## GIVEN PASSAGE
[<prev] [next>] [<thread-prev] [thread-next>] [day] [month] [year] [list]
Message-ID: <39cc4666-6355-fb9f-654d-e85e1852bc6f@linux.ibm.com>
Date: Thu, 9 Jul 2020 17:37:25 +0530
From: Parth Shah <parth@...ux.ibm.com>
To: Patrick Bellasi <patrick.bellasi@...bug.net>,
LKML <linux-kernel@...r.kernel.org>
Cc: Ingo Molnar <mingo@...hat.com>,
"Peter Zijlstra (Intel)" <peterz@...radead.org>,
Vincent Guittot <vincent.guittot@...aro.org>,
Juri Lelli <juri.lelli@...hat.com>,
Paul Turner <pjt@...gle.com>, Ben Segall <bsegall@...gle.com>,
Thomas Gleixner <tglx@...utronix.de>,
Jonathan Corbet <corbet@....net>,
Dhaval Giani <dhaval.giani@...cle.com>,
Dietmar Eggemann <dietmar.eggemann@....com>,
Josef Bacik <jbacik@...com>,
Chris Hyser <chris.hyser@...cle.com>
Subject: [SchedulerTaskPacking] Small background task packing
> A) Name:
Small background task packing
> B) Target behaviour:
All fair task wakeup follows a procedure of finding an idle CPU and
waking the task on this idle CPU. There are two major wakeup paths:
1. Slow-path: Wake up the task on an idle CPU which is in the shallowest
idle states by searching in the highest sched_domain flagged with
SD_BALANCE_FORK or SD_BALANCE_EXEC.
2. Fast-path: Wake up the task on an idle CPU in the LLC sched_domain of
the waker CPU. There are optimization to bias task placement on prev_cpu or
wake_cpu of the task. This path is majorly used except in few cases like
during fork() and exec().

## WHAT IS ASKED
Proceed with the message on small background task packing, picking up after its description of the fast-path wakeup.

[Point labeling examples]
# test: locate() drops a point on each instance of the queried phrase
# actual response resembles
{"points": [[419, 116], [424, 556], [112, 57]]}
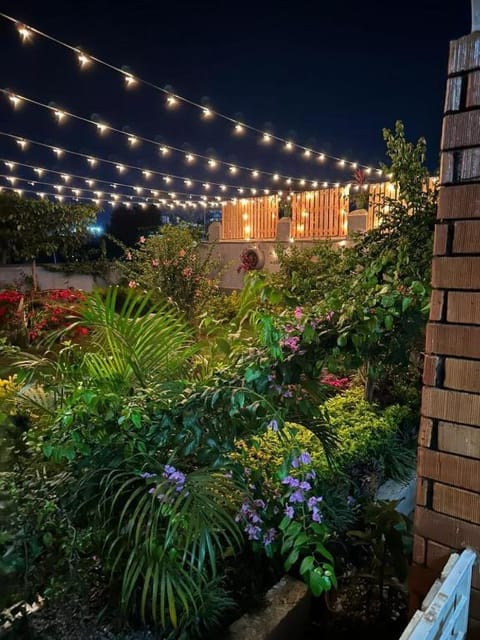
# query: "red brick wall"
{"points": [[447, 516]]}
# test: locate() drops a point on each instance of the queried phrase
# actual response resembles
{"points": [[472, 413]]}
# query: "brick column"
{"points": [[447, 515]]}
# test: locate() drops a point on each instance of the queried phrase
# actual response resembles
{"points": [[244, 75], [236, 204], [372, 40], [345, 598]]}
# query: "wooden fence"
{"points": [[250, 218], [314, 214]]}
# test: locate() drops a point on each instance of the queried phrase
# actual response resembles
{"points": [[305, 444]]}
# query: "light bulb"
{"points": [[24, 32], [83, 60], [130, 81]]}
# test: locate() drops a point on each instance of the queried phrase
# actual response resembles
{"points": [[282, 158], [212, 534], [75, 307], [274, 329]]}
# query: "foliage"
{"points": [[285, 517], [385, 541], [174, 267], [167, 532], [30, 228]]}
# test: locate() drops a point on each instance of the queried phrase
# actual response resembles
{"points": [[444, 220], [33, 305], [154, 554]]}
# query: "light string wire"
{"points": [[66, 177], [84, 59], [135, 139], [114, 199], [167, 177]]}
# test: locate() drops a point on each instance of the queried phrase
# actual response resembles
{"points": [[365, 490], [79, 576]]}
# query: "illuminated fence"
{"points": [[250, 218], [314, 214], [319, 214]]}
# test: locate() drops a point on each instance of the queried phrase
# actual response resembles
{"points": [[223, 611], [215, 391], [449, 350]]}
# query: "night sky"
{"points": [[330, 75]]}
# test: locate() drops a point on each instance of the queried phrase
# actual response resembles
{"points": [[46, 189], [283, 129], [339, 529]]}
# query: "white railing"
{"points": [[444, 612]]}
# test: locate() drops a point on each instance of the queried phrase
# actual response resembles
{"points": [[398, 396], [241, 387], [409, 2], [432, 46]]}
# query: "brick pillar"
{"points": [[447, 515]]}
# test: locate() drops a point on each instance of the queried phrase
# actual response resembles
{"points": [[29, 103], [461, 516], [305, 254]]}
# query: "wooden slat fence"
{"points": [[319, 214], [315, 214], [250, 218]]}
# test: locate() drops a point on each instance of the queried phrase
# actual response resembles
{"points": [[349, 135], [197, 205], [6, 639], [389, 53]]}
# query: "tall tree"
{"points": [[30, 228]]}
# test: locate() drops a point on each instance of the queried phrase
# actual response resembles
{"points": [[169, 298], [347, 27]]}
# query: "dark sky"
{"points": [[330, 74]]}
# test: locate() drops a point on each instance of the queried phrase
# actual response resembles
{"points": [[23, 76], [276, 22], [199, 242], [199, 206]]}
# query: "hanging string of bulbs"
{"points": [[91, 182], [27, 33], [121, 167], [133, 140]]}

...

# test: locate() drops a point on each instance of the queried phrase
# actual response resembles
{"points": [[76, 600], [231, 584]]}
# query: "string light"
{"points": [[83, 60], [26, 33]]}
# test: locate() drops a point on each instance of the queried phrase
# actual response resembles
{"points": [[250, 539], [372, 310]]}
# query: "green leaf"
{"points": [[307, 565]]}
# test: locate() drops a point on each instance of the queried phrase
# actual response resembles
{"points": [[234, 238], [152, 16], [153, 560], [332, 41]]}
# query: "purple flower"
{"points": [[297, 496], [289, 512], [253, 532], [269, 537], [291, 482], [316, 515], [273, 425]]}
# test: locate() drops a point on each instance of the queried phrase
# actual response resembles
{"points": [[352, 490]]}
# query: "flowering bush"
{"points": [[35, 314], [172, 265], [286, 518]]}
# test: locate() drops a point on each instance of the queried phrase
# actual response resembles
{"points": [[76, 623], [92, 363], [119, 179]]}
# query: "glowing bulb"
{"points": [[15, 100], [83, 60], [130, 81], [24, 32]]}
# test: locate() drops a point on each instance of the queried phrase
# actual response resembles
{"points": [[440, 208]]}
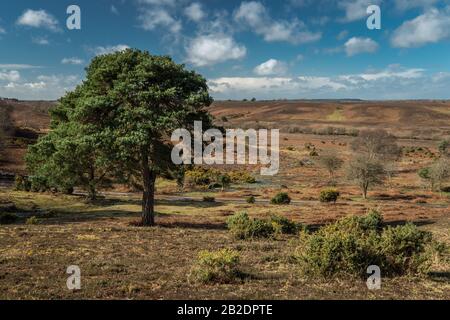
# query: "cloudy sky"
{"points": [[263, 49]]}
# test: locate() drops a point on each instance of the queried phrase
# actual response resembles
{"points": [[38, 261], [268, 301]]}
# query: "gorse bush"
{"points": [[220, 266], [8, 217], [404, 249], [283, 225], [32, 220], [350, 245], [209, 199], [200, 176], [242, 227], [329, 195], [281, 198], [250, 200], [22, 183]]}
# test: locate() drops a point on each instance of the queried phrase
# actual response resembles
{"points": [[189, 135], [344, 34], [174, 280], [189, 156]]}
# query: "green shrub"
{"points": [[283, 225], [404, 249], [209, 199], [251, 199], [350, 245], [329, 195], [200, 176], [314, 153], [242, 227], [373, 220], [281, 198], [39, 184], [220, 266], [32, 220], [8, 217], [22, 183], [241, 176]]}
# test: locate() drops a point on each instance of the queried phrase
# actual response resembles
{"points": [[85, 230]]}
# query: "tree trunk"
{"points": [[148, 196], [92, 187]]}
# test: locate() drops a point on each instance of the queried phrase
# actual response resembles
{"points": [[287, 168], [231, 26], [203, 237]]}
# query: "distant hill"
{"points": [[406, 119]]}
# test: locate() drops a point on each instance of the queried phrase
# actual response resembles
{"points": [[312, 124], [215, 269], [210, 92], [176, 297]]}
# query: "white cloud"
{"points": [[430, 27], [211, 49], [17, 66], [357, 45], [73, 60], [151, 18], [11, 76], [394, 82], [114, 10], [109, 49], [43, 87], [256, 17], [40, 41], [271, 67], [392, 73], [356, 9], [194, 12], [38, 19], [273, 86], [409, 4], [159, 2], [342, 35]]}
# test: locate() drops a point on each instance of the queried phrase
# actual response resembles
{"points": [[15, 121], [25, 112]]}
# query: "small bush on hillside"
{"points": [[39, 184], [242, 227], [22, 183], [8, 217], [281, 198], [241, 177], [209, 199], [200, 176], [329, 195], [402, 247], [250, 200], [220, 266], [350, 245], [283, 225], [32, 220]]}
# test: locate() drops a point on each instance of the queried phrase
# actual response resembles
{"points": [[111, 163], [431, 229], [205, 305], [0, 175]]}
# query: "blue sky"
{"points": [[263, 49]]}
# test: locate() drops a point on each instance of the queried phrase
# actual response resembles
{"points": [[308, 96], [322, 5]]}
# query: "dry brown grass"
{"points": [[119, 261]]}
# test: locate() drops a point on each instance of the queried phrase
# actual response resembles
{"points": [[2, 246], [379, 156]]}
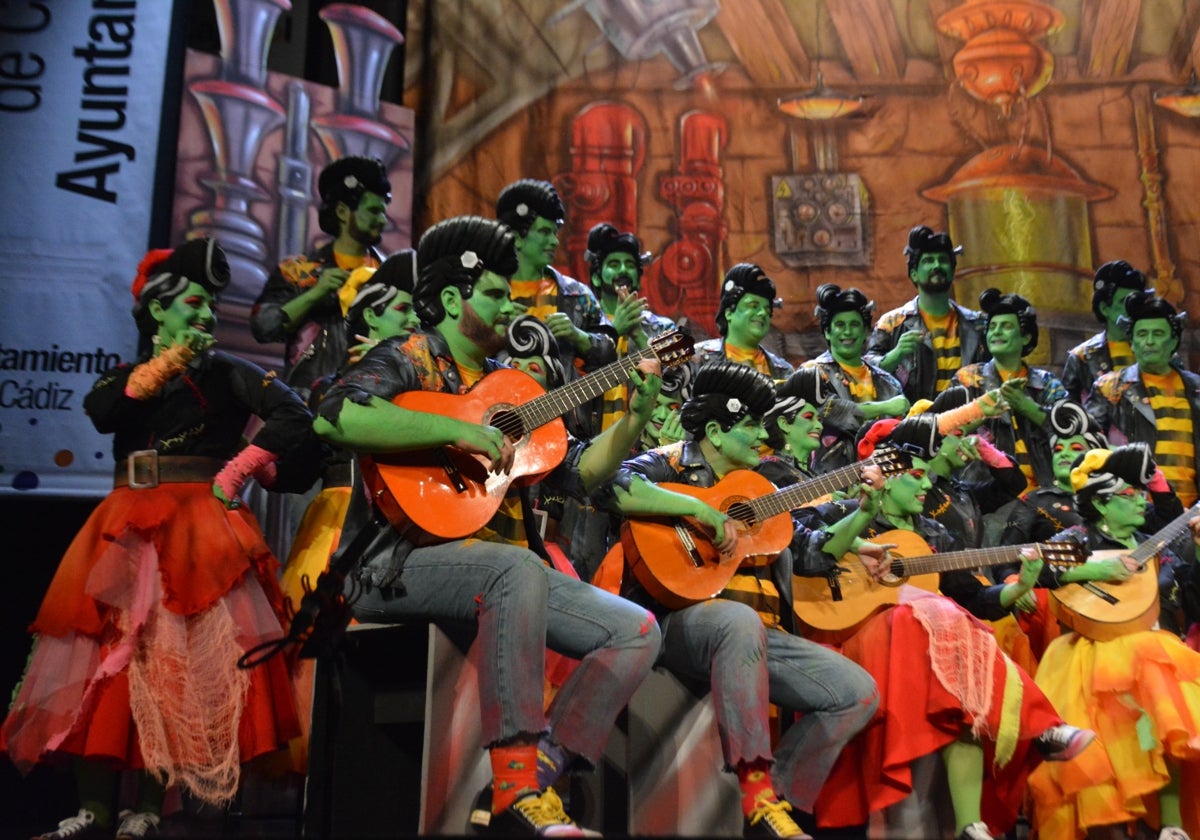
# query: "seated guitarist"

## TASK RESPONSE
This assumption of picking an idle CPU is fair in-order to uniformly
consume system resources. But not all tasks deserves to wakeup an idle core
as it can hurt power consumption. For e.g. like small background tasks
waking up an idle core and runs only for very small duration. Reducing
number of active cores allows busier cores to boost frequency and hence
saving power can also result in performance benefits.
There is no mechanism in existing wake up path to detect small
background tasks which can be packed on fewer cores.
> C) Existing control paths:
fair:: .select_task_rq = select_task_rq_fair
fair::select_task_rq_fair()
// 1) Slow-path: find idle CPU with shallowest idle states
find_idlest_cpu()
// 2) Fast-path: find idle CPU
fair:select_idle_sibling()
// Wake up on idle core if available
fair:select_idle_core()
// Else wakeup on idle CPU if available
fair:select_idle_cpu()
fair:select_idle_smt()
There are multiple ways to call fair:select_task_rq_fair();
// 1) try_to_wake_up which should lead to fast-path
core::try_to_wake_up()
cpu = select_task_rq(p, p->wake_cpu, SD_BALANCE_WAKE, wake_flags);
// 2) wake_up_new_task which should lead to slow-path
core::wake_up_new_task()
__set_task_cpu(p, select_task_rq(p, task_cpu(p), SD_BALANCE_FORK,0));
// 3) sched_exec which should lead to slow-path
core::sched_exec()
dest_cpu = p->sched_class->select_task_rq(p, task_cpu(p),
SD_BALANCE_EXEC, 0);
> D) Desired behaviour:
Latency tolerant tasks with small utilization should be packed
on a busy core rather than waking up a new core/CPU.
Upon detecting small-background tasks, different code-path can be used to
search for a busy core as described below;
sched/fair.c:
static inline bool is_small_bg_task(struct task_struct *p)
{
if (is_latency_tolerant(p) &&
(task_util(p) > (SCHED_CAPACITY_SCALE >> 3)))
return true;
return false;
}
sched/fair.c: in select_task_rq_fair()
if (sd_flag & SD_BALANCE_WAKE) {
if (is_small_bg_task(p)) {
// New proposed wakeup path to do task packing
new_cpu = select_non_idle_core(p, prev_cpu);
if (new_cpu >= 0)
return new_cpu;
}
}
where select_non_idle_core() searches for a busy core already running some
tasks and selects an idle CPU in that busy core to pack the waking task.
Complete code can be found on TurboSched patches [1].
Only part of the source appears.